But how do we hear His voice?
How do we discern if He is really speaking to us
or if we are imagining it? I see two very important principles.
1. It must agree with God’s Word. (And we must know how to interpret Scripture — in this latest debate on gay marriage, we see so much twisting or genuine misunderstanding of how to interpret Scripture, such as looking at the polygamy in the Old Testament and seeing that as an endorsement from God on “rainbow” marriages.)
2. Those who fear Him and are intimate with Him, are more likely to discern His voice in areas where Scripture is silent. (Such as, “Do I marry this man?” “Do I take this job?” “Where should I give the money with which God has entrusted me?”)
Last month my dear friend Linda Strom was with me,
and she always inspires me.
She often hears His voice in a way that consternates others. She is intimate with Him, she knows His Word, keeps it in context, and begins with it instead of her own opinion. She also hears His still small voice in areas where Scripture is silent, but where decisions must be made.

Rows
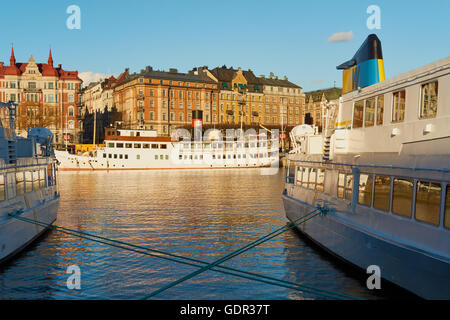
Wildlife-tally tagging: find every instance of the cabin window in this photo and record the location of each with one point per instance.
(312, 179)
(428, 200)
(298, 180)
(402, 197)
(320, 180)
(20, 183)
(398, 106)
(369, 114)
(42, 178)
(380, 110)
(365, 189)
(305, 177)
(35, 180)
(382, 193)
(341, 185)
(358, 114)
(447, 208)
(2, 187)
(348, 187)
(428, 103)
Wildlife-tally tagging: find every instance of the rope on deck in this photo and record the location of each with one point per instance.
(189, 261)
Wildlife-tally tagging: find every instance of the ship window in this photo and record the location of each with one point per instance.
(447, 208)
(298, 180)
(320, 180)
(2, 187)
(341, 185)
(365, 189)
(28, 181)
(358, 114)
(369, 115)
(20, 183)
(382, 193)
(312, 179)
(42, 178)
(348, 186)
(398, 106)
(305, 177)
(380, 110)
(402, 197)
(35, 180)
(428, 104)
(428, 200)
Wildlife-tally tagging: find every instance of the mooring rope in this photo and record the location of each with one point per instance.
(223, 269)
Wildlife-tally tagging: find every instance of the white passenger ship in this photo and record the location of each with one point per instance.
(27, 187)
(142, 149)
(383, 174)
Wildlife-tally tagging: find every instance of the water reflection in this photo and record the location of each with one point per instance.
(199, 214)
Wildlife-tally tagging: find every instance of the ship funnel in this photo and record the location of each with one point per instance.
(365, 68)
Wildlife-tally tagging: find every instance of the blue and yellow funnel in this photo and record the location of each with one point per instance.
(365, 68)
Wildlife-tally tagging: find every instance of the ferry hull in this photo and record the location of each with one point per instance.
(16, 235)
(416, 271)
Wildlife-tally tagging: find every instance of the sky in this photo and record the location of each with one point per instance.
(287, 37)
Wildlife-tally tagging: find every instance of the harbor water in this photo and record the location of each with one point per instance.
(202, 214)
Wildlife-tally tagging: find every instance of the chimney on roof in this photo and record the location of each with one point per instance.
(12, 60)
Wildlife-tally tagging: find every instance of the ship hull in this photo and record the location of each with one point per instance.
(16, 235)
(418, 272)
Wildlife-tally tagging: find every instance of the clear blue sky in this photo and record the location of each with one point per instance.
(285, 37)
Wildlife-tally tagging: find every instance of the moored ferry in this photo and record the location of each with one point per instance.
(381, 171)
(28, 187)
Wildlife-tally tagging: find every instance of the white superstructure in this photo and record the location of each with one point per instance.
(383, 173)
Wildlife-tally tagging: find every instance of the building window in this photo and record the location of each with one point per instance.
(382, 193)
(369, 115)
(428, 104)
(402, 197)
(365, 189)
(398, 106)
(428, 200)
(358, 114)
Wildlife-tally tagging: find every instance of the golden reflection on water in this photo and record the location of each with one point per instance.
(198, 214)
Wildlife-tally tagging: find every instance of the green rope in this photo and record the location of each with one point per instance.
(234, 253)
(230, 271)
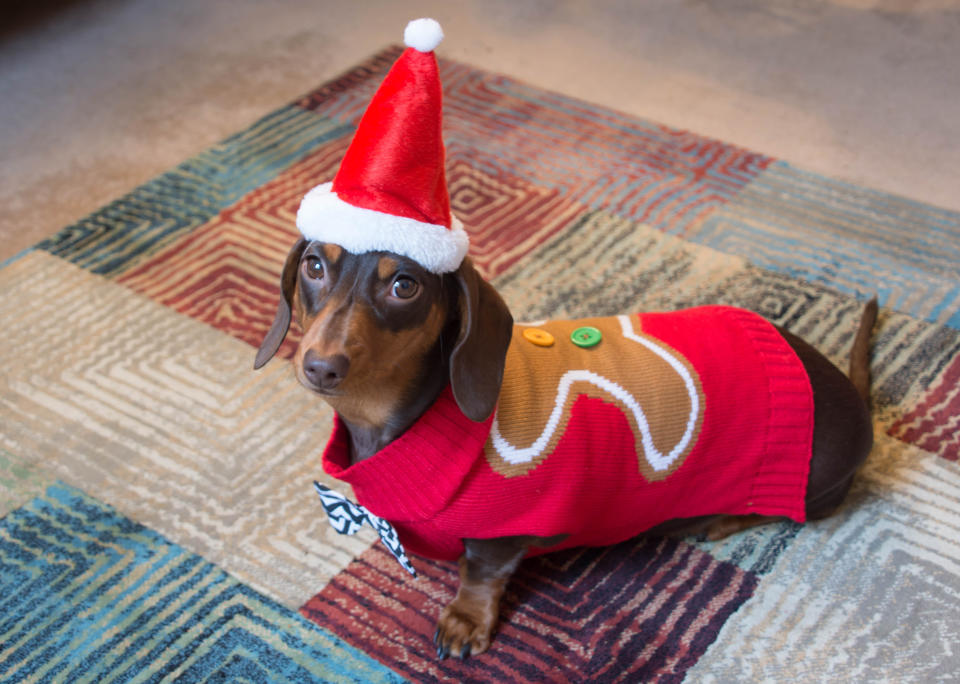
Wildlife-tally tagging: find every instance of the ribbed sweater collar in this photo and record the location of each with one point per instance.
(417, 475)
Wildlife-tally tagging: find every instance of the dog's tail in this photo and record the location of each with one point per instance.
(860, 354)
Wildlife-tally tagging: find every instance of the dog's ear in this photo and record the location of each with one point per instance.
(281, 322)
(476, 364)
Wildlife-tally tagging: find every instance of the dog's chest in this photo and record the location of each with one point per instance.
(553, 371)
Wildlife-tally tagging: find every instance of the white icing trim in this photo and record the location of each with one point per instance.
(657, 460)
(325, 217)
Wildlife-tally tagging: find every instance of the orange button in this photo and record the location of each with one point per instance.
(539, 337)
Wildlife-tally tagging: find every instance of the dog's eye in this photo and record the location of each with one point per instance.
(405, 287)
(313, 268)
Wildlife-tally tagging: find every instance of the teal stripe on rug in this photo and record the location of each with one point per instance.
(852, 239)
(156, 213)
(89, 595)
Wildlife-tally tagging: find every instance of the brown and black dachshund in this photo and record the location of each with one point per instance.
(382, 337)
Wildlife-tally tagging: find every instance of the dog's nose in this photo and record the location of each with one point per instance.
(325, 372)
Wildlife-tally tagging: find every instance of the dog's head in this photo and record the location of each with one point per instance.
(377, 326)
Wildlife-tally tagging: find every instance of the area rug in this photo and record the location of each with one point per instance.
(159, 519)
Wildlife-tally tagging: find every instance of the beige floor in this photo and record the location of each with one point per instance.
(99, 96)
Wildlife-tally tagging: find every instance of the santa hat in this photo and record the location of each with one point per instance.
(390, 193)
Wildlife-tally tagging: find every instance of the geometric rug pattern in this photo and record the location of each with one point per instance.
(157, 519)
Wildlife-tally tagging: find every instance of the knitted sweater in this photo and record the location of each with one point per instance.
(698, 412)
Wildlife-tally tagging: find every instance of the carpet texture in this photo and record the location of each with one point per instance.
(159, 519)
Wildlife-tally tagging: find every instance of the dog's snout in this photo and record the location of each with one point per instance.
(325, 372)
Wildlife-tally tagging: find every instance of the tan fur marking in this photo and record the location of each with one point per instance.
(332, 252)
(383, 364)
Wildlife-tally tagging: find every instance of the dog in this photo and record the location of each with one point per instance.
(385, 340)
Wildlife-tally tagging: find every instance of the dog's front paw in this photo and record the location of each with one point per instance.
(464, 629)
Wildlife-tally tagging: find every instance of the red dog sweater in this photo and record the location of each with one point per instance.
(620, 424)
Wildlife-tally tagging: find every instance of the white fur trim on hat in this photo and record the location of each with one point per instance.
(325, 217)
(423, 34)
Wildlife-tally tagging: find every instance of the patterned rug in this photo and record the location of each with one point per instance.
(158, 515)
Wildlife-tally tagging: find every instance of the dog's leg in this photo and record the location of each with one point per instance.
(466, 625)
(842, 427)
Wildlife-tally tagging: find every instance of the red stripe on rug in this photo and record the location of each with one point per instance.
(934, 424)
(637, 611)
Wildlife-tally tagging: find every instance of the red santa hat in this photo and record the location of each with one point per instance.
(390, 193)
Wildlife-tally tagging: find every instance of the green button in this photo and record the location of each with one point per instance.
(587, 336)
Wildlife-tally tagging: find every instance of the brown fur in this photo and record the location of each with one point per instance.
(380, 362)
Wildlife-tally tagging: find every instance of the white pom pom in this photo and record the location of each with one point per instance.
(423, 34)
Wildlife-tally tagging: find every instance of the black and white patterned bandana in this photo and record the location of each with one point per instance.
(347, 517)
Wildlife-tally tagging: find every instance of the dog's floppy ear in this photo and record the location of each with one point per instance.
(281, 322)
(476, 365)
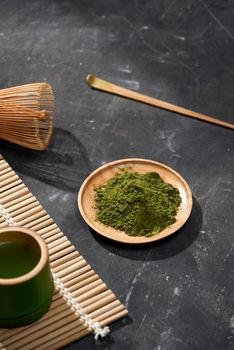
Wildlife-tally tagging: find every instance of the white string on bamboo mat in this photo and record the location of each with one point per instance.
(74, 305)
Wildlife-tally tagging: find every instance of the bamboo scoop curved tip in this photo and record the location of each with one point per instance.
(104, 85)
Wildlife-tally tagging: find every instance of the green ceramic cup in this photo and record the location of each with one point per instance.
(26, 282)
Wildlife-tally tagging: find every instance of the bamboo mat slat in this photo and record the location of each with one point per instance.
(82, 303)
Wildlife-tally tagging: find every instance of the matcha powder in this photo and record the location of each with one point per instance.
(139, 204)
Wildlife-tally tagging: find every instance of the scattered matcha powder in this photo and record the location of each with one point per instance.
(139, 204)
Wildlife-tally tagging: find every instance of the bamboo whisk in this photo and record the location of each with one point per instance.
(27, 114)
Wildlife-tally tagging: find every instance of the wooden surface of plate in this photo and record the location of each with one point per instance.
(86, 197)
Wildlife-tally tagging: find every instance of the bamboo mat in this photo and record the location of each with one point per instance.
(82, 303)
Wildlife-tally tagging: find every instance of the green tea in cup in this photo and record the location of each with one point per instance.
(26, 282)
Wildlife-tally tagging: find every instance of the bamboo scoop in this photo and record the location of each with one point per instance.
(103, 85)
(27, 114)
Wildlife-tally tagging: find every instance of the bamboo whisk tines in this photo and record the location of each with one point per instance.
(27, 114)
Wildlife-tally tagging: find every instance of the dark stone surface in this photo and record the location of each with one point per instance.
(179, 292)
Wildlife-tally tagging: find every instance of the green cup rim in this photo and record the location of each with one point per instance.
(41, 263)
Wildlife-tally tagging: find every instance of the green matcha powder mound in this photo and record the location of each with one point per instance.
(139, 204)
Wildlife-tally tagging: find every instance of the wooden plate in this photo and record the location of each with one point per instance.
(98, 177)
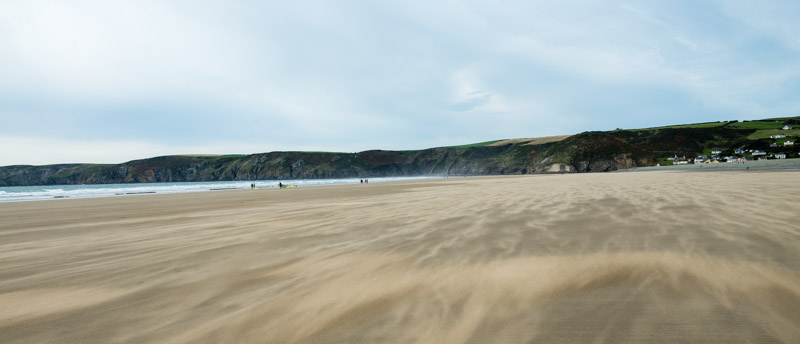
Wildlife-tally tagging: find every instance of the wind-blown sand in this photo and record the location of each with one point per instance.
(616, 257)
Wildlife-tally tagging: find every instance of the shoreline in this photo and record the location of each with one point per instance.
(640, 257)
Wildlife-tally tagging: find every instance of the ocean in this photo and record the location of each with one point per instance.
(49, 192)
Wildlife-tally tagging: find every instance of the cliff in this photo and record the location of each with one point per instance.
(584, 152)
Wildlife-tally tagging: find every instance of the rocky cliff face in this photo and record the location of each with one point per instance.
(585, 152)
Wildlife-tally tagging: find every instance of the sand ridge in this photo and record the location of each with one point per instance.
(616, 257)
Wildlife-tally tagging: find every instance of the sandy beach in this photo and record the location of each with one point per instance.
(644, 257)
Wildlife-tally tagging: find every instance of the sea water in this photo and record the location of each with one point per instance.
(46, 192)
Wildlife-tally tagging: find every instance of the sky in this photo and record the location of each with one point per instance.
(110, 81)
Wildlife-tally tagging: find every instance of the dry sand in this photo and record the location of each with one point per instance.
(616, 257)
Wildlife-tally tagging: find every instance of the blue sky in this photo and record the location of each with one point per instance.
(111, 81)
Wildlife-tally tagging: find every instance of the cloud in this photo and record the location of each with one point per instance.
(394, 75)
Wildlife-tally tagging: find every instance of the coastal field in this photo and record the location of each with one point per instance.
(658, 256)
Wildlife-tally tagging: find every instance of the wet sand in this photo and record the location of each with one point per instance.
(616, 257)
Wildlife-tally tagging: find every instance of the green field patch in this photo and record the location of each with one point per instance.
(682, 126)
(757, 125)
(479, 144)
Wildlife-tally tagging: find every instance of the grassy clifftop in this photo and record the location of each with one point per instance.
(585, 152)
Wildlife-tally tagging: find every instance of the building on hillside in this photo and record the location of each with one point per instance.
(677, 157)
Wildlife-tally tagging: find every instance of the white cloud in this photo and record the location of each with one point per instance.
(394, 75)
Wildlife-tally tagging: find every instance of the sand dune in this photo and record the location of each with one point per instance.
(617, 257)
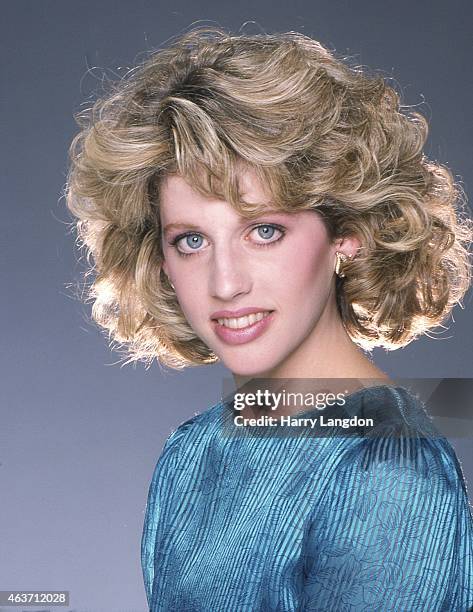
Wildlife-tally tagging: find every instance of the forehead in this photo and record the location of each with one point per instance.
(177, 193)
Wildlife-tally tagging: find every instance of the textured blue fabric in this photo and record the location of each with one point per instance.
(309, 523)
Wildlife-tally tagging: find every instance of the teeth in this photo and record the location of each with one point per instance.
(242, 322)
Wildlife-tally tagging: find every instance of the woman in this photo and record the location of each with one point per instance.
(255, 200)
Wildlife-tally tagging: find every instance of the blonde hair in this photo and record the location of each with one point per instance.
(319, 133)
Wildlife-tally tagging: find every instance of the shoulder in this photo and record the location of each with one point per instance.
(192, 428)
(403, 450)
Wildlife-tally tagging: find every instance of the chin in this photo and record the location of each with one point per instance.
(247, 366)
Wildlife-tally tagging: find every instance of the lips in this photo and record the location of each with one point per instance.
(242, 335)
(234, 314)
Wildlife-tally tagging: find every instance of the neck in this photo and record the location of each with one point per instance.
(328, 352)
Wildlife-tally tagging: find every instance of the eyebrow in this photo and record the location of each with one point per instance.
(191, 226)
(171, 226)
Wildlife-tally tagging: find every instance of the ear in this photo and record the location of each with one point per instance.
(165, 268)
(349, 245)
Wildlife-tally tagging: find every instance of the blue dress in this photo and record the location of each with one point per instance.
(239, 522)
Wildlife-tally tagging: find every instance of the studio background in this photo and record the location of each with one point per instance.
(79, 434)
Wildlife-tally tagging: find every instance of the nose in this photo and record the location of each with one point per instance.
(229, 274)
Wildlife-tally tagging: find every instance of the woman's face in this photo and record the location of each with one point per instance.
(281, 263)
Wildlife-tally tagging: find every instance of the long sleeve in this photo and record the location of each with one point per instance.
(393, 532)
(155, 513)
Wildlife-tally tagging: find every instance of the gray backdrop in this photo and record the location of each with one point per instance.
(79, 435)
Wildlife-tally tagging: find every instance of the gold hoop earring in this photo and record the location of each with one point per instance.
(341, 259)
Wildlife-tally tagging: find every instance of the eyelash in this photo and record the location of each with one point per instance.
(175, 240)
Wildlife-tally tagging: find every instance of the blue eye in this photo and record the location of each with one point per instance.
(266, 231)
(194, 241)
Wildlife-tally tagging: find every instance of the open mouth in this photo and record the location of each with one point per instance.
(243, 322)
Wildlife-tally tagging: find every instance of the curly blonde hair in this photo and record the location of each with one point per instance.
(319, 133)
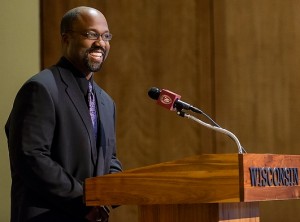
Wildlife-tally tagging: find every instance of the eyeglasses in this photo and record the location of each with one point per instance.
(106, 36)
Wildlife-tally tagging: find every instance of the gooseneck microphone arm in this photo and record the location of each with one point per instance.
(216, 128)
(171, 101)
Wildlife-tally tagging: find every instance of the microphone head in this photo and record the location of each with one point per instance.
(164, 97)
(153, 93)
(167, 99)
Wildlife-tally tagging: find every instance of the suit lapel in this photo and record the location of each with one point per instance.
(74, 93)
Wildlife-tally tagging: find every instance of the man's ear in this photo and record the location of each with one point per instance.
(65, 38)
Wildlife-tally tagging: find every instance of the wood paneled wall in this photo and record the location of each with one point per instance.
(236, 60)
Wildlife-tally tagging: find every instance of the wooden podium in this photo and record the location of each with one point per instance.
(210, 187)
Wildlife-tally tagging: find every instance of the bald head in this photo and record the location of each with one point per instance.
(84, 43)
(74, 14)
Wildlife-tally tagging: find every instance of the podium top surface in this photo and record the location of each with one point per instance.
(208, 178)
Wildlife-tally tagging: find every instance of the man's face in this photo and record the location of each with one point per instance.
(86, 54)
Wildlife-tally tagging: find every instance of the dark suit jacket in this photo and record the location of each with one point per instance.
(52, 148)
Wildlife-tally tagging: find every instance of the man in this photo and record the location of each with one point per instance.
(61, 129)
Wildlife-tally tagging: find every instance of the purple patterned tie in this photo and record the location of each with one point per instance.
(92, 108)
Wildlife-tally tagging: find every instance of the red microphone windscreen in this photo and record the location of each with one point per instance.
(167, 99)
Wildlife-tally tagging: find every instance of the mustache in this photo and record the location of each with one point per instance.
(97, 49)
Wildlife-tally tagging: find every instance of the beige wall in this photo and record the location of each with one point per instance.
(19, 22)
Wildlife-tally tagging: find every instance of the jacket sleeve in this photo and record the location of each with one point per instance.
(30, 131)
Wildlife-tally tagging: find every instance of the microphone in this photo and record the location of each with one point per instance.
(170, 100)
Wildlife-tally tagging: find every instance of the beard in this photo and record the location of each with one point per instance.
(90, 65)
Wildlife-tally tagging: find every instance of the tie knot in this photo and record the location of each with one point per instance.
(90, 87)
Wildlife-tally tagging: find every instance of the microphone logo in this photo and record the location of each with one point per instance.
(165, 99)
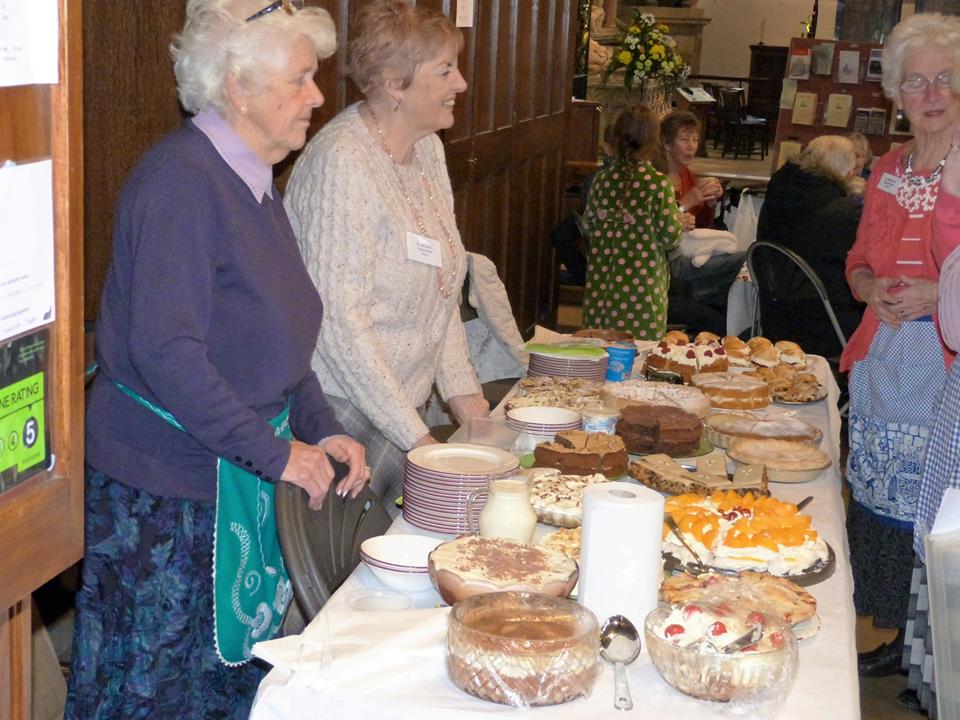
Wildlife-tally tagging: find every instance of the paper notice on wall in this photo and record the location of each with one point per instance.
(26, 246)
(29, 42)
(804, 109)
(788, 94)
(839, 107)
(464, 13)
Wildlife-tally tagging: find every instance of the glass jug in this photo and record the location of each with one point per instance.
(507, 512)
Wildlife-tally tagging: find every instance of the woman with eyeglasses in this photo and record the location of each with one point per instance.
(371, 204)
(204, 397)
(897, 357)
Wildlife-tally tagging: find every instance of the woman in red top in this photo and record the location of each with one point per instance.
(698, 295)
(896, 356)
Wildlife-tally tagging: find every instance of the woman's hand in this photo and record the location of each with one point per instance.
(309, 468)
(876, 293)
(950, 177)
(465, 407)
(348, 451)
(917, 298)
(427, 439)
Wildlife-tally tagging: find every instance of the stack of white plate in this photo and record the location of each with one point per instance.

Exercise prompt
Reproduce the passage on hearing God's voice word for word, in its entirety.

Written reply
But how do we hear His voice?
How do we discern if He is really speaking to us
or if we are imagining it? I see two very important principles.
1. It must agree with God’s Word. (And we must know how to interpret Scripture — in this latest debate on gay marriage, we see so much twisting or genuine misunderstanding of how to interpret Scripture, such as looking at the polygamy in the Old Testament and seeing that as an endorsement from God on “rainbow” marriages.)
2. Those who fear Him and are intimate with Him, are more likely to discern His voice in areas where Scripture is silent. (Such as, “Do I marry this man?” “Do I take this job?” “Where should I give the money with which God has entrusted me?”)
Last month my dear friend Linda Strom was with me,
and she always inspires me.
She often hears His voice in a way that consternates others. She is intimate with Him, she knows His Word, keeps it in context, and begins with it instead of her own opinion. She also hears His still small voice in areas where Scripture is silent, but where decisions must be made.